Requirement: Find the word "query" in the data below and copy each line that holds it.

Data for this exercise:
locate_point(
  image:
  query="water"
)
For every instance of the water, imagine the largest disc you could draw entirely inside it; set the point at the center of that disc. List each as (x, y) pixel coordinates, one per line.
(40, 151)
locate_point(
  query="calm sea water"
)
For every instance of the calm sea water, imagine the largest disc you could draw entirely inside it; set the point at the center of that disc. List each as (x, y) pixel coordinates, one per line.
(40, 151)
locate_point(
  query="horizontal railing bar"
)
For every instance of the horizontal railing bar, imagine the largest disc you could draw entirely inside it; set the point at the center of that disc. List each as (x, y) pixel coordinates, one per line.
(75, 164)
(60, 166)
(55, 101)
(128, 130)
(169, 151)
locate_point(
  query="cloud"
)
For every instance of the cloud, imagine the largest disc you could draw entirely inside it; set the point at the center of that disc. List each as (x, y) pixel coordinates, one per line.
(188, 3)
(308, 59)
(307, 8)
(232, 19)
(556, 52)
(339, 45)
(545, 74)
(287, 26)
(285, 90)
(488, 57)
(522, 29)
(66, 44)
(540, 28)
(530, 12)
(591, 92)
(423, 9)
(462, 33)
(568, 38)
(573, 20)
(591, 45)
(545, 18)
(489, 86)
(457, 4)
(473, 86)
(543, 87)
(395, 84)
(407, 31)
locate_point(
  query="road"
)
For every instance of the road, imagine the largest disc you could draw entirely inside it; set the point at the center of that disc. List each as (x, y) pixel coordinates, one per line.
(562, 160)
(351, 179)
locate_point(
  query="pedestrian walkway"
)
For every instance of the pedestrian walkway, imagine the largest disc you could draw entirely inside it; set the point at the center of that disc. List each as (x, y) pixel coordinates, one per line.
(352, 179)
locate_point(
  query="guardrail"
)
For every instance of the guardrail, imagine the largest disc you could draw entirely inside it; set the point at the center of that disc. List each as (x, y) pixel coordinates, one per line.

Your response:
  query="water"
  query="calm sea water"
  query="horizontal railing bar"
  query="cloud"
  query="road"
  query="pedestrian walkway"
  query="guardrail"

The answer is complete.